◆ **TASK REQUIREMENTS**
1) In the Java synchronization thread, what must all methods that access or update a mutable object do?
2) Report every line of the listing that contains the string "building", matching case exactly.

Quick question about "best practices" in Java. Suppose you have a database object, with the primary data structure for the database as a map. Further, suppose you wanted to synchronize any getting/setting info for the map. Is it better to synchronize every method that accesses/modifies the map, or do you want to create sync blocks around the map every time it's modified/accessed?
Depends on the scope of your units of work that need to be atomic. If you have a process that performs multiple operations that represent a single change of state, then you want to synchronize that entire process on the Map object. If you are synchronizing each individual operation, multiple threads can still interleave with each other on reads and writes. It would be like using a database cursor in read-uncommitted mode. You might make a decision based on some other threads half-complete work, seeing an incomplete/incorrect data state.
(And of course insert obligatory suggestion to use classes from java.util.concurrent.locks instead of the synchronized keyword :) )
In the general case, it is better to prefer to synchronize on a private final Object for non-private methods than it is to have private synchronized methods. The rationale for this is that you do not want a rouge caller to pass an input to your method and acquire your lock. For private methods you have complete control over how they can be called.
Personally, I avoid synchronized methods and encapsulate the method in a synchronized() block instead. This gives me tighter control and prevents outside sources from stealing my monitor. I cannot think of cases where you would want to provide an outside source access to your monitor, but if you did you could instead pass them your lock object just the same. But like I said, I would avoid that.
Related
I need to make a data structure keyed off of username and then some data (additional collections) in a POJO. The data needs to be thread safe.
So I'm thinking for the main structure, ConcurrentHashMap<String, MyPOJO>. For the operations I need to perform on MyPOJO, I may either just read it, or I may perform write operations on it.
Would the best approach be to do a get on the map and then operate on MyPOJO in a syncronized block? I assume I just need to put a syncronized block in the update methods and the read methods would automatically be blocked? Is that the best approach in a highly concurrent app? Or do I need to use something like ReadWriteLock on BOTH the get/set operations?
If I use something like StampedLock, each MyPOJO would need one correct, so I can do record level locking?
Thanks!
Would the best approach be to do a get on the map and then operate on MyPOJO in a synchronized block?
I assume that you mean a synchronized block on the MyPOJO instance itself (or a private lock owned by the instance).
My answer is yes, if you do it right.
I assume I just need to put a synchronized block in the update methods and the read methods would automatically be blocked?
No, that's not correct. All methods that access or update a mutable object would need to synchronize on the same lock.
If you don't synchronize for both reads and writes, you risk various thread-safety concerns, including problems with visibility of writes. Heisenbugs.

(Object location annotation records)
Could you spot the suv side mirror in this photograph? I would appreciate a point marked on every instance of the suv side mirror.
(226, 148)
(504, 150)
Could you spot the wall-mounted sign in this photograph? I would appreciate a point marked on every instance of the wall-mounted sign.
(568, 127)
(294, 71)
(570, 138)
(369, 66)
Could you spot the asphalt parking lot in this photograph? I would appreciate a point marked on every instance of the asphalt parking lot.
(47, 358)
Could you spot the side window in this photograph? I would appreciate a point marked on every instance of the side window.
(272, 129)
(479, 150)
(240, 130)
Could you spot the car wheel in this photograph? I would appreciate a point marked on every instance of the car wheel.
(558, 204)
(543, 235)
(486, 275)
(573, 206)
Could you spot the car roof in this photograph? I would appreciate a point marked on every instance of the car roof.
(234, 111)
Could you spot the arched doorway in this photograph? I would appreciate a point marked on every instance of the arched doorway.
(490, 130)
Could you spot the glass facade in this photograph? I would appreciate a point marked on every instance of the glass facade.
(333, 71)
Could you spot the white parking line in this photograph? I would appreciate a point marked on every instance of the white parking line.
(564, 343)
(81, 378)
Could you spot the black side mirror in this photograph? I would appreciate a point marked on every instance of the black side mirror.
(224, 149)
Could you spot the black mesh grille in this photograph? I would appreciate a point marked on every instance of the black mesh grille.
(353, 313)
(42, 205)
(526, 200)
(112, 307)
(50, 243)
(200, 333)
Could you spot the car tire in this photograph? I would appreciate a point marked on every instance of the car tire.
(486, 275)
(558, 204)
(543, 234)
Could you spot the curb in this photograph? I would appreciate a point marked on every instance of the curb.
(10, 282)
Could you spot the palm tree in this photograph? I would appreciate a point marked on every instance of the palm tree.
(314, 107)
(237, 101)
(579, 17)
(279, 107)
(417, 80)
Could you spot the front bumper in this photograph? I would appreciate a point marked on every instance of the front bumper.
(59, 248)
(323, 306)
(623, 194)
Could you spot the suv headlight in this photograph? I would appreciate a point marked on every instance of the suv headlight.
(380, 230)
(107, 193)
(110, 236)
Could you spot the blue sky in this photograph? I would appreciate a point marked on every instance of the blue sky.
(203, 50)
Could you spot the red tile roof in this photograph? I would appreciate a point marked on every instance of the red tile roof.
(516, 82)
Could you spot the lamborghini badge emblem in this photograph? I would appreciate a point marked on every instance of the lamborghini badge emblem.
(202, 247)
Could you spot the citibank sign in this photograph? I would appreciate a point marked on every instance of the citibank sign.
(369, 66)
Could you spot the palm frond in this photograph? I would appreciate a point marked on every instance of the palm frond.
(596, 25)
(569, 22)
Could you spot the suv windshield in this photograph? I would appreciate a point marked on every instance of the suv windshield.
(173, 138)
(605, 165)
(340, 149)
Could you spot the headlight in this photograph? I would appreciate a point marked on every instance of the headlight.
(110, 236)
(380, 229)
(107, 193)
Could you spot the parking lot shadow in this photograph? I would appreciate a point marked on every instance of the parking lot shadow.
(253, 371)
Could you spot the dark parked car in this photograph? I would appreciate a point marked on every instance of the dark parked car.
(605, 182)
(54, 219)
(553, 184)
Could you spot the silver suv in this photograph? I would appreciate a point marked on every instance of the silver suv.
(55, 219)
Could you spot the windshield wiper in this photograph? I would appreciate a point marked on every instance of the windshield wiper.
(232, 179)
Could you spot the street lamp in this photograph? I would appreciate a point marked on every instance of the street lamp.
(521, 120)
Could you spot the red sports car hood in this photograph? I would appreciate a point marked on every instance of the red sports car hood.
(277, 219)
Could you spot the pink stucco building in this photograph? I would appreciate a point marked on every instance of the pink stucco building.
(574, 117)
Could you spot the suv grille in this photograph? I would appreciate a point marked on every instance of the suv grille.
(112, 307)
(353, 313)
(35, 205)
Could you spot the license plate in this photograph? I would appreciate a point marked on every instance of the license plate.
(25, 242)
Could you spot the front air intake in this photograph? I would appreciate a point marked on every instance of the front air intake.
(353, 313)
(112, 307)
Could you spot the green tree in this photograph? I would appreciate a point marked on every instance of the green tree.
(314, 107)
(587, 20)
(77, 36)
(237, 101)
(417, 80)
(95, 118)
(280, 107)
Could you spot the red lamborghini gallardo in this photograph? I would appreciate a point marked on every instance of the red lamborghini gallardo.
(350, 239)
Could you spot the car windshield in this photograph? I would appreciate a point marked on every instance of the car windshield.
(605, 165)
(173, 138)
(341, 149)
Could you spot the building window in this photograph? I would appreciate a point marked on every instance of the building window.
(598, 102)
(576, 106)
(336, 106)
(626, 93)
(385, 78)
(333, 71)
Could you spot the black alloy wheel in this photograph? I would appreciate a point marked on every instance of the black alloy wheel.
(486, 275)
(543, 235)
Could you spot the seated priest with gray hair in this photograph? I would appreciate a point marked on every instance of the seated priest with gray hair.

◆ **WORKED SOLUTIONS**
1) They must synchronize on the same lock.

2)
Could you spot the pink stucco building in this photograph? I would appreciate a point marked on every instance of the pink stucco building.
Could you spot the building window in this photograph? I would appreciate a point marked on every instance of the building window.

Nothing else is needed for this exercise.